### TASKS AND EXERCISES:
1. Reproduce a passage of the review of Shadows of Berlin word for word, beginning at the words "Shadows of Berlin" and stopping after "to murder Logan.".
2. According to the review of Shadows of Berlin, what position does Gustav Vogler hold?

### SELECTED EXCERPT:
Shadows of Berlin by Trevor Scott
Published by Dorchester on March 1, 2012
The cold war warms up in this reasonably entertaining spy novel. Nick Logan is a retired CIA officer, now working as a private security consultant. The story opens with Logan’s discharge from an Austrian hospital, having survived an assassination attempt that killed his girlfriend. Logan soon learns that an unknown source has issued a contract on his life. Meanwhile, five bodies, all shot through the eye, have been pulled out of the Spree River, leaving Gustav Vogler, Berlin’s chief homicide inspector, to wonder why apparently unrelated victims were targeted by a professional killer -- and leaving the reader to wonder about the connection between those killings and the attempts to murder Logan.
Apart from the dead girlfriend, three women figure into the plot. Alexandra Schulz is a German intelligence officer to whom Logan has always felt an attraction. Tatyana Petrova, an Army General and highly placed officer in Russia’s SVR, has a professional interest in Logan and in the growing body count in Berlin. Logan’s ex-wife, Tina Carducci, still with the CIA, jets off to Austria to watch Logan’s back -- if she can find him. Fortunately for her, tracking Logan isn’t difficult, given his propensity to become involved in gunfights as he makes his way across Europe.

### DATA EXCERPT:
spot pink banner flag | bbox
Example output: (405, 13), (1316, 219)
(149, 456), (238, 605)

### ANSWER SECTION:
1.
Shadows of Berlin by Trevor Scott
Published by Dorchester on March 1, 2012
The cold war warms up in this reasonably entertaining spy novel. Nick Logan is a retired CIA officer, now working as a private security consultant. The story opens with Logan’s discharge from an Austrian hospital, having survived an assassination attempt that killed his girlfriend. Logan soon learns that an unknown source has issued a contract on his life. Meanwhile, five bodies, all shot through the eye, have been pulled out of the Spree River, leaving Gustav Vogler, Berlin’s chief homicide inspector, to wonder why apparently unrelated victims were targeted by a professional killer -- and leaving the reader to wonder about the connection between those killings and the attempts to murder Logan.

2. He is Berlin's chief homicide inspector.